• WRITTEN PROBLEM 1: In the oilfield text below, copy the passage between "Table 2. Critical characteristic" and "was 11.8 MPa (Fig. 1).", inclusive, word for word.

• TEXT BLOCK:
* * *

As of the end of December 2018, the water driving and control rates are 76.7% and 92.6% respectively. The comprehensive water content is 70.5%, and the recovery degree is 18.87%. At present, the formation pressure is 10.7 MPa, maintaining the level of 111.49% of the original formation pressure, and the plane distribution is relatively balanced.

3 Fluid Properties and Fitting

Chang 6 fluid in ansai oilfield has good properties, density of crude oil is 0.84–0.85 g/cm3, viscosity 4.8–7 MPa S. freezing point 19–22 °C, The saturation pressure of crude oil is 4.65–6.79 MPa, the gas-oil ratio is 54–79 m3/t, and the volume coefficient is 1.15–1.21. The average molecular weight of crude oil obtained from the original gas component and original oil component provided by the oilfield is 164.7885. The original gas-oil ratio in this area was 79.1 m3/t, and the density of degassed crude oil was 0.8403 g/cm3, as per the standard. The volume of 1 mol gas in the quasi-state is 22.4 L, and the fluid composition and content of chang6 wangyao reservoir can be calculated (see Table 1).

Table 1. Fluid composition and content in chang6 wangyao reservoir

Through fitting the bubble point pressure, dissolved gas-oil ratio, crude oil viscosity and volume coefficient of the fluid in wangyao chang6 reservoir, the pseudo-components that conform to the characteristics of the fluid phase state of the reservoir are obtained, and the parameters of the equation of state are obtained (Table 2).

Table 2. Critical characteristic parameters of quasi-component fluid in chang6 wangyao reservoir

4 Minimum Miscible Pressure Test

Thin pipe simulation is a one-dimensional model formed by simplifying the reservoir to the maximum extent. Its function is to provide a continuous contact environment for the oil and injected gas in the porous medium, and to eliminate the influence of unfavorable mobility ratio, viscous fingering, gravity separation, lithological heterogeneity and other factors as far as possible. The minimum miscible pressure obtained can represent the measured oil and gas system. According to the actual gas-oil ratio, the formation oil was allocated. After the 1.2pv injected gas (volume under injection pressure) was injected into the thin tube experiment, the displacement was stopped, and the minimum miscible pressure of CO2 injection in this area was 11.8 MPa (Fig. 1).

Fig. 1.
figure 1

Miscible pressure diagram of carbon dioxide injection in thin tube experiment in Ansai Oilfield

The mechanism model was established based on the average physical parameters of the wangyao experimental area, and the oil displacement efficiency of CO2 injection was calculated by numerical simulation method. The minimum miscible pressure of CO2 flooding in this area was predicted to be 12 MPa, with an error of 1.69% compared with the experimental results.

At present, the average formation pressure in the study area is less than the minimum miscibility pressure, and the condition of miscibility cannot be reached.

5 History Matching

The research area is located in the west of wangyao area, with an area of 4.22 km2. There are 50 production wells and 19 injection wells. The well pattern in the gas injection test area is based on the primary well pattern. There are 5 gas injection wells (W20-08, W22-05, W20-06, W21-05, W22-03) and 32 oil Wells. The injection well pattern around the test area is complete.

* * *

• PROVIDED ENTRIES:
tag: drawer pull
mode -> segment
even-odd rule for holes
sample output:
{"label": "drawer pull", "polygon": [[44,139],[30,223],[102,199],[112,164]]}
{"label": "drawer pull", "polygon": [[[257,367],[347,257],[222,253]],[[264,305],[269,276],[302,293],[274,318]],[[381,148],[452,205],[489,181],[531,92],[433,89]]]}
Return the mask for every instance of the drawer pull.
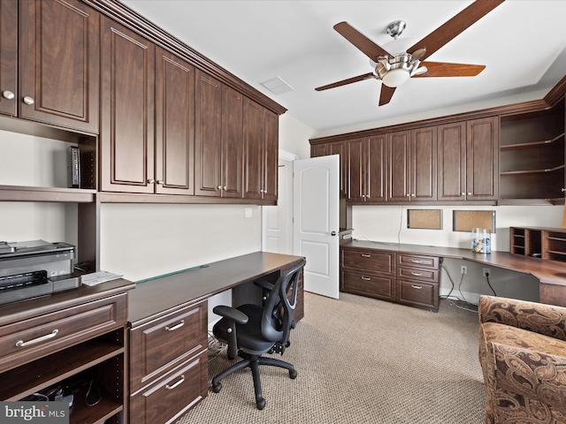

* * *

• WRITTEN PROBLEM 2: Quote every line of the records above the way it appears, omitting the pictures.

• RIGHT ANSWER 1:
Table 2. Critical characteristic parameters of quasi-component fluid in chang6 wangyao reservoir

4 Minimum Miscible Pressure Test

Thin pipe simulation is a one-dimensional model formed by simplifying the reservoir to the maximum extent. Its function is to provide a continuous contact environment for the oil and injected gas in the porous medium, and to eliminate the influence of unfavorable mobility ratio, viscous fingering, gravity separation, lithological heterogeneity and other factors as far as possible. The minimum miscible pressure obtained can represent the measured oil and gas system. According to the actual gas-oil ratio, the formation oil was allocated. After the 1.2pv injected gas (volume under injection pressure) was injected into the thin tube experiment, the displacement was stopped, and the minimum miscible pressure of CO2 injection in this area was 11.8 MPa (Fig. 1).

• RIGHT ANSWER 2:
tag: drawer pull
mode -> segment
even-odd rule for holes
sample output:
{"label": "drawer pull", "polygon": [[44,139],[30,223],[102,199],[112,164]]}
{"label": "drawer pull", "polygon": [[[257,367],[347,257],[222,253]],[[264,305],[269,276],[302,293],[274,318]],[[381,148],[452,205],[489,181],[531,92],[433,89]]]}
Return the mask for every instance of the drawer pull.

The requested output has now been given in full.